|Copyright © Microsoft Corporation. This document is an archived reproduction of a version originally published by Microsoft. It may have slight formatting modifications for consistency and to improve readability.|
Matt Pietrek is the author of Windows 95 System Programming Secrets (IDG Books, 1995). He works at NuMega Technologies Inc., and can be reached at email@example.com.|
In last month's column, (April 1997)
I created an
MSJExceptionHandler class for generating report
files when an unhandled exception occurs. At the end of the column, I
described basic stack walking on the Intel CPU. However, the code
addresses that you'd see from my stack-walking code are logical
addresses. That is, they'd have the name of the EXE or DLL that
encompasses the address, along with the section and offset within the
section. While these addresses are what you'd see in a MAP file, most
people would rather see symbolic function names in their stack traces.
In addition, my stack-walking code didn't help you if the program's code
wasn't generated with stack frames.|
This month, I'll show you how to remedy both of these problems by using IMAGEHLP.DLL. Until Windows NT® 4.0 arrived, IMAGEHLP.DLL lurked in the backwaters of the Win32® SDK. In Windows NT 4.0, it became an integral part of the operating system, and is a redistributable component for Windows® 95 users. IMAGEHLP.DLL has many useful functions that provide services such as executable file modification, symbol table access, and security certificate manipulation. I'll use just a few of the functions here, but you'll find that quite a lot can be accomplished with this DLL.

**Data records**
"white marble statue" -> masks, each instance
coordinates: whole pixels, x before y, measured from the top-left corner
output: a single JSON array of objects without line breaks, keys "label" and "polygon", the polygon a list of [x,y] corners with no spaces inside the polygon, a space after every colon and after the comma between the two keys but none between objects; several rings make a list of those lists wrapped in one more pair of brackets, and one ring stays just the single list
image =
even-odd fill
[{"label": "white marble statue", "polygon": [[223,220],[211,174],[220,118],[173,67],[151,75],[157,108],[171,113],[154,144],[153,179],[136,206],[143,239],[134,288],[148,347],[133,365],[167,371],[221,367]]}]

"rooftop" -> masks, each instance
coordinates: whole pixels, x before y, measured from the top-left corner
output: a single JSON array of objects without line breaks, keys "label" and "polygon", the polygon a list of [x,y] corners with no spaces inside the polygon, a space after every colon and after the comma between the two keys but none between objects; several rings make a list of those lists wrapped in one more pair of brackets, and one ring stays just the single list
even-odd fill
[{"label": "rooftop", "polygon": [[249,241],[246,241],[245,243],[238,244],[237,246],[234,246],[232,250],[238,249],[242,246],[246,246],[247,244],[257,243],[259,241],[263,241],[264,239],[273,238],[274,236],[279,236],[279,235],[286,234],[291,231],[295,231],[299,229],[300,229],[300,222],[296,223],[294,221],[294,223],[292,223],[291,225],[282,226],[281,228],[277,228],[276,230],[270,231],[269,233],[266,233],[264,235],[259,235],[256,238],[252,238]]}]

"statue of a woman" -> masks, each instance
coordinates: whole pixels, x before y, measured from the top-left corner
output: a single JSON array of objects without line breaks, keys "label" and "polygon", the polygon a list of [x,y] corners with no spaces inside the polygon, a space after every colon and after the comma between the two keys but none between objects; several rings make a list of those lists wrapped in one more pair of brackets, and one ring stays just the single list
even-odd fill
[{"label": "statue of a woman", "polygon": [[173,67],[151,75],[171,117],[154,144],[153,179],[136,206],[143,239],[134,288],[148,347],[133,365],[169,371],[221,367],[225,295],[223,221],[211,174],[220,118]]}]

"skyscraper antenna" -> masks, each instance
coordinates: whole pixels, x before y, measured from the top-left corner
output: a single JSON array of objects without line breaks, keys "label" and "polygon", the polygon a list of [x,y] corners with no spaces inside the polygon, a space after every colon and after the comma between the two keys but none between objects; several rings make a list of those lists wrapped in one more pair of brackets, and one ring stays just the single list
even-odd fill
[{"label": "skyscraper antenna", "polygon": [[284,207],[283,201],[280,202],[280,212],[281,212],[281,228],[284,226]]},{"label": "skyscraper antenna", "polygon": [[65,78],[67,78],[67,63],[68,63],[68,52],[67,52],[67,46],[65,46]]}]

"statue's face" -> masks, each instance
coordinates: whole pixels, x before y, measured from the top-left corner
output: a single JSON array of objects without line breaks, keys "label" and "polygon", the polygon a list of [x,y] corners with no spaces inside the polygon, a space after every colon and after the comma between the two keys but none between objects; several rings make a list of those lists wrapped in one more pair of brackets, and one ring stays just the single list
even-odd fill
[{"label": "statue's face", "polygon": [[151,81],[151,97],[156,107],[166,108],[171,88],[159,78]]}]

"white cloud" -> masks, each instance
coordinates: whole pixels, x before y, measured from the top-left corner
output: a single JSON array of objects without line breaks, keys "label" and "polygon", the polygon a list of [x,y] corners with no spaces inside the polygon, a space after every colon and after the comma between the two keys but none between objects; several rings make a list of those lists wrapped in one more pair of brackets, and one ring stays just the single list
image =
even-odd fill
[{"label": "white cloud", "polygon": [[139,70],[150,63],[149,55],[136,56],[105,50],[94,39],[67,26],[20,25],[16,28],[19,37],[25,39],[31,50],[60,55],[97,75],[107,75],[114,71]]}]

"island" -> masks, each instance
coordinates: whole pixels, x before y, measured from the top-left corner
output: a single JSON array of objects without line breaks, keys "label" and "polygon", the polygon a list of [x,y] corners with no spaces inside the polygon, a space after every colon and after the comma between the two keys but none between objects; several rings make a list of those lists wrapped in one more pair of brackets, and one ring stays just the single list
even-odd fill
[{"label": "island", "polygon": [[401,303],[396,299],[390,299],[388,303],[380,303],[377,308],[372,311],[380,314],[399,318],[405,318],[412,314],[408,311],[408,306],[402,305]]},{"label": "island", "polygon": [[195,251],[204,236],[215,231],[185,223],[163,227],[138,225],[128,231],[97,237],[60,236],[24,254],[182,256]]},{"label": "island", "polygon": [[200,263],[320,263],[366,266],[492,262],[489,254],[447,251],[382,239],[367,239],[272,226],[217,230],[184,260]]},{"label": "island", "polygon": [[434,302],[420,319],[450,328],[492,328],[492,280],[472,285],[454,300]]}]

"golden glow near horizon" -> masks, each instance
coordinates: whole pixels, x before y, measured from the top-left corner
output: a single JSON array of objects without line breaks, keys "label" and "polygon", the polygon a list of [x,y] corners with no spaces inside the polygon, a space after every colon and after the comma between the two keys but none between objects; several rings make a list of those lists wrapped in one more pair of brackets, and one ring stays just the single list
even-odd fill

**Exercise tasks**
[a] Please update the column from "In addition, my" up to and including "with this DLL.", putting "shadows" in place of "backwaters".
[b] Answer these from the column above:
(i) At which company does the author work?
(ii) In what month and year did the previous column appear?
(iii) For users of which operating system is IMAGEHLP.DLL a redistributable component?

**Expected answers**
[a]
In addition, my stack-walking code didn't help you if the program's code
wasn't generated with stack frames.|
This month, I'll show you how to remedy both of these problems by using IMAGEHLP.DLL. Until Windows NT® 4.0 arrived, IMAGEHLP.DLL lurked in the shadows of the Win32® SDK. In Windows NT 4.0, it became an integral part of the operating system, and is a redistributable component for Windows® 95 users. IMAGEHLP.DLL has many useful functions that provide services such as executable file modification, symbol table access, and security certificate manipulation. I'll use just a few of the functions here, but you'll find that quite a lot can be accomplished with this DLL.

[b]
(i) NuMega Technologies Inc.
(ii) April 1997
(iii) Windows 95